-- What is being asked --
Render the material below as a numbered list, omitting any blank lines and leaving the pictures out.

-- Raw records --
---

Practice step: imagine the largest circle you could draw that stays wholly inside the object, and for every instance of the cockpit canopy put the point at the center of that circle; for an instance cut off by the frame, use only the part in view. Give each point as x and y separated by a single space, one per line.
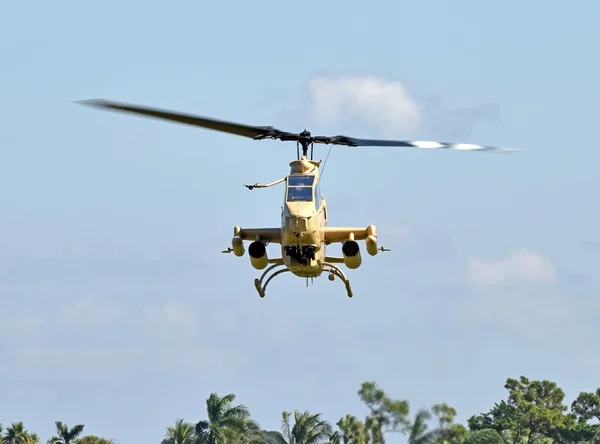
300 188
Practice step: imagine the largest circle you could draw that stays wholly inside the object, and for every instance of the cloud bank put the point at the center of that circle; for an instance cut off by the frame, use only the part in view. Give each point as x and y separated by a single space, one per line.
389 107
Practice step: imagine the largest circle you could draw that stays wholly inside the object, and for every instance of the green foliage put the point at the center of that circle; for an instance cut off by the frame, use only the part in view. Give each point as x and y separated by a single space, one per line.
485 436
93 439
532 413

---

-- Task output --
1. Practice step: imagine the largest circle you could draw that stays wholly inside the object, and for every instance of the cockpit canopy put the point at the center of that circle; for an instance cut off by the frame, use only the part in view. Give each point as x and y separated by a single space, one per line.
2. 300 188
3. Practice step: imagine the largest circle you could draw that stays wholly inside the object, and for every instance of the cloud bank put the point at the center of that circle; for an instance cut off by the frame, use only the part in view. Give each point as x and y separated by a single space, one per line.
4. 389 107
5. Practice step: imagine the largest circle you could draw that stays wholly inside the object, and for every instance of the green foliage put the point at the center of that circle; for an instance cut off by the frame, use only the part in view. Give each point as x and y separated by a single space, one per line.
6. 485 436
7. 93 439
8. 532 413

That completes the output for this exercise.